[Start of Provided text]
# the homemade "Rat Nation"



## bloodraven (Jan 27, 2008)

Yup, about halfway through building it. I got what will be the second floor blocked off for now, I gotta get to sleep. It is now 5 am and I've been building since 10ish. here are initial pics of a VERY undecorated one...but it will do for the night...enjoy!

13/58 panels done...









getting closer









getting ready for bed and exploring the new digs...


----------



## zlioness (Dec 27, 2007)

Kinda makes me wish I hadn't spent $90 on a new cage. Oh well.

I like it, but do you have a problem with pee soaking through the fleece? That would be my main concern.


----------



## CaptainFlow (May 16, 2007)

Ooh, I love how the whole front opens... Yes, how are you attatching down the fabric? Because I'm thinking about redoing my cage, and using zipties for my girls, but I know that if they get even a whiff of a chance they'll be burrowing and going to the bathroom underneath the fleece... 

But it looks nice! I understand that you're not done? Can't wait to see the monster when it's all finished!


----------



## Phobie (Jun 3, 2007)

Oh wowee, what a monster! Looking good!


----------



## bloodraven (Jan 27, 2008)

Yeah, so far, attaching the fleece is not easy...I have three different ideas, all three have failed, as Emile seems to only be happy if he is burrowing under the fleece....but we'll see.

I should have the other half done today. All said and done, its total measurements will be 40x24x24, enough for 6 rats. I am modeling it completely after the ferret nation, just a little smaller, and with the shelves at the back instead of the side (for better stability.)

Captain, just be warned that this is NOWHERE near as easy as the connectors. With the connectors, I had a cage built in around an hour. Zip ties...well....seven hours for half of it. With the little zip ties, you have problems of them breaking, they have trouble fitting through some of the holes, lots of mess. Also, make DOUBLY sure that you have the zip ties going through connectors that are as even as possible...I have a little unevenness on some parts because of this.


----------



## bloodraven (Jan 27, 2008)

Finally!! It is done! Well, sans the majority of the decorating anyway. It's livable until I get some friggin sleep...lol. Anyway, the guys went from this










To this










And finally to this!!










Bottom:









Top:









And an example of the total height...i'm 6'


----------



## [x]RaeLovesRats[x] (Feb 7, 2008)

Wow! It's amazing, Raven! You're great at making cages.. mine next? It'll only take a few days and nights to complete. It's only ten rats.


----------



## junior_j (Jan 24, 2008)

Lol make me one any day of the week
looking good 
Jess


----------



## Neuroticax (May 1, 2007)

Wow.. that is freaking incredible! You should make a "How To" sheet! 

Hehe, I'd love to make something like that! In fact.. May I request a "How To" sheet?


----------



## CaptainFlow (May 16, 2007)

Wow, it's huge! 
As for the pulling of the fleece, this just came to me. Are your boys big chewers? Because I thought it might work to make little loops out of zip ties on the inside of the cage, and then clip the fabric down to that... But if they're chewy, then it might be an instant fail.


----------



## dingosm8 (Jan 10, 2008)

Wow. Great job rat macgyver.
Does the extra room mean more rats to come?
[End of Provided text]
[Start of Material provided]
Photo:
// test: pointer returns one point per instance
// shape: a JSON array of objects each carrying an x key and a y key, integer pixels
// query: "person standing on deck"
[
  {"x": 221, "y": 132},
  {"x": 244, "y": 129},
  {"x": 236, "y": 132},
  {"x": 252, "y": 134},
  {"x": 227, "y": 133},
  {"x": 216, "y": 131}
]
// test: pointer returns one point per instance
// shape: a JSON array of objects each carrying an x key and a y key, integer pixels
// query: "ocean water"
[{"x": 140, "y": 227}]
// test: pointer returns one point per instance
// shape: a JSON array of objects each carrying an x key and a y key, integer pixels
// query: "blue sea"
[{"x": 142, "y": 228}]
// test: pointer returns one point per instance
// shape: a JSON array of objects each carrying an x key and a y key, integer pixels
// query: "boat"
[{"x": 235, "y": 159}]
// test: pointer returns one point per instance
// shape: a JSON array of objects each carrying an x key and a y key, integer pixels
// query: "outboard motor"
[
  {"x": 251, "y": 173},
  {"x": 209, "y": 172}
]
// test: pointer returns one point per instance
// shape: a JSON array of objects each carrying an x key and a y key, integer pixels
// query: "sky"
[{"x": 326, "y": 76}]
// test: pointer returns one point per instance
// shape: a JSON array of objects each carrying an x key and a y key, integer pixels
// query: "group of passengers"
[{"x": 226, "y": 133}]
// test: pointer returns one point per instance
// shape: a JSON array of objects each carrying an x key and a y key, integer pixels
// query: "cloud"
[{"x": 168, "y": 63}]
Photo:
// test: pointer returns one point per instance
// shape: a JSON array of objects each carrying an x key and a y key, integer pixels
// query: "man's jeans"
[End of Material provided]
■ Task objective ■
From the forum thread above about the homemade rat cage, retype word for word the passage that begins at the words "## zlioness (Dec" and stops after "underneath the fleece...".

■ Output ■
## zlioness (Dec 27, 2007)

Kinda makes me wish I hadn't spent $90 on a new cage. Oh well.

I like it, but do you have a problem with pee soaking through the fleece? That would be my main concern.


----------



## CaptainFlow (May 16, 2007)

Ooh, I love how the whole front opens... Yes, how are you attatching down the fabric? Because I'm thinking about redoing my cage, and using zipties for my girls, but I know that if they get even a whiff of a chance they'll be burrowing and going to the bathroom underneath the fleece...